[Parte de um arquivo de dados]
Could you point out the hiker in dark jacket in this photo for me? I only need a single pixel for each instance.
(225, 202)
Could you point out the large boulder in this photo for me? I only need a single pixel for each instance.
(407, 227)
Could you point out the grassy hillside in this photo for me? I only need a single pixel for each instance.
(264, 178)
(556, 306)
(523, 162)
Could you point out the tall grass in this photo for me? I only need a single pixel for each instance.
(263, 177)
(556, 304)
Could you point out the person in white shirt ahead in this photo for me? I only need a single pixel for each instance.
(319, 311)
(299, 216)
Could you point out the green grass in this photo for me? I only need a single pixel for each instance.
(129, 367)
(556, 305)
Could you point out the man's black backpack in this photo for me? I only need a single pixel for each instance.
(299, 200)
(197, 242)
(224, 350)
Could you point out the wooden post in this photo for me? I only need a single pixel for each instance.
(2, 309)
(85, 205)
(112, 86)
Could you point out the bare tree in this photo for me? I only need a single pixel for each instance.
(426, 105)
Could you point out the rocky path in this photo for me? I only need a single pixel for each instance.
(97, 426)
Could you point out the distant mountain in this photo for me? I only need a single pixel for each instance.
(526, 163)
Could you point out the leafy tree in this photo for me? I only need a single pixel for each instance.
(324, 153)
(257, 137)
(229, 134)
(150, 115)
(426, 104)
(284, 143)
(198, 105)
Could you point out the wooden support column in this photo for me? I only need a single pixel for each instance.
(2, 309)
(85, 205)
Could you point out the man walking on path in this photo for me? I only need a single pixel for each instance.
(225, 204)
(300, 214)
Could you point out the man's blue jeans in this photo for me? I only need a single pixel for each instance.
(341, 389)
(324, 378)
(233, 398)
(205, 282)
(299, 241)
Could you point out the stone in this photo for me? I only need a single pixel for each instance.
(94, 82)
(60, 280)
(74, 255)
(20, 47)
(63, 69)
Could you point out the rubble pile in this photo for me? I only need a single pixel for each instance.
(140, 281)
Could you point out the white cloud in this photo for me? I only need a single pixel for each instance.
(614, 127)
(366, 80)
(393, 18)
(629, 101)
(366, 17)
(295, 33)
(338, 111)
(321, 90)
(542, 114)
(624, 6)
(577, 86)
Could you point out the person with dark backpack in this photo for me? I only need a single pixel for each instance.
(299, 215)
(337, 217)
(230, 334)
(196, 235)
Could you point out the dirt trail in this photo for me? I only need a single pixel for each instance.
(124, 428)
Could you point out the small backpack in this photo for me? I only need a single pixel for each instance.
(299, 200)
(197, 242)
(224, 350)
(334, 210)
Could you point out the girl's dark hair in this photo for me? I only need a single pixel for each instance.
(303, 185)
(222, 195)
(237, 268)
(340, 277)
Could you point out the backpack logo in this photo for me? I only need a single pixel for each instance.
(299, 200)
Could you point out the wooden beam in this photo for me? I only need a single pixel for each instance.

DETALHES DA TAREFA: Reproduza todo o material acima, substituindo "backpack" por "rucksack" em cada ocorrência e mantendo inalterado todo o restante.

RESPOSTA DO EXERCÍCIO:
Could you point out the hiker in dark jacket in this photo for me? I only need a single pixel for each instance.
(225, 202)
Could you point out the large boulder in this photo for me? I only need a single pixel for each instance.
(407, 227)
Could you point out the grassy hillside in this photo for me? I only need a single pixel for each instance.
(264, 178)
(556, 306)
(523, 162)
Could you point out the tall grass in this photo for me? I only need a single pixel for each instance.
(263, 177)
(556, 304)
Could you point out the person in white shirt ahead in this photo for me? I only need a single pixel for each instance.
(319, 311)
(299, 216)
Could you point out the green grass in this photo for me? I only need a single pixel for each instance.
(129, 367)
(556, 305)
Could you point out the man's black rucksack in this photo for me? I only need a single pixel for each instance.
(299, 200)
(197, 242)
(224, 350)
Could you point out the wooden post in this photo for me? I only need a single pixel for each instance.
(2, 309)
(85, 205)
(112, 86)
Could you point out the bare tree in this photo for me? I only need a single pixel for each instance.
(426, 105)
Could you point out the rocky path in this photo for me? I only need a single pixel for each instance.
(97, 426)
Could you point out the distant mountain in this photo for me? I only need a single pixel for each instance.
(526, 163)
Could you point out the leafy tree in this photo for me? I only need a single pixel for each instance.
(324, 153)
(257, 137)
(229, 134)
(150, 115)
(426, 104)
(284, 143)
(198, 105)
Could you point out the wooden support column in this photo for me? I only need a single pixel for each instance.
(2, 309)
(85, 205)
Could you point out the man walking on path in this photo for me? I only need a single pixel for each instance.
(225, 204)
(300, 214)
Could you point out the man's blue jeans in this photo for me? I only need a single pixel for each instance.
(341, 389)
(324, 378)
(233, 398)
(205, 282)
(299, 241)
Could you point out the stone in this photo for me? I only need a single pixel for each instance.
(94, 82)
(60, 280)
(74, 255)
(20, 47)
(63, 69)
Could you point out the rubble pile in this photo for me? I only need a single pixel for each instance.
(140, 281)
Could you point out the white cloud in this photo for me? I only need a single pixel for each instance.
(614, 127)
(366, 80)
(393, 18)
(629, 101)
(366, 17)
(295, 33)
(338, 111)
(321, 90)
(542, 114)
(624, 6)
(577, 86)
Could you point out the person with dark rucksack in this photo for me? I only need a single pixel for each instance.
(299, 215)
(337, 217)
(230, 334)
(196, 235)
Could you point out the dirt trail in this photo for me? I only need a single pixel for each instance.
(124, 428)
Could you point out the small rucksack in this photo for me? I only need a single pixel for each instance.
(299, 200)
(197, 242)
(224, 350)
(334, 210)
Could you point out the girl's dark hair in this photo for me? I only need a single pixel for each instance.
(303, 185)
(222, 195)
(237, 268)
(340, 277)
Could you point out the rucksack logo in this photo for me? I only need a single pixel for each instance.
(299, 200)
Could you point out the wooden beam in this photo for me? I only need a single pixel for each instance.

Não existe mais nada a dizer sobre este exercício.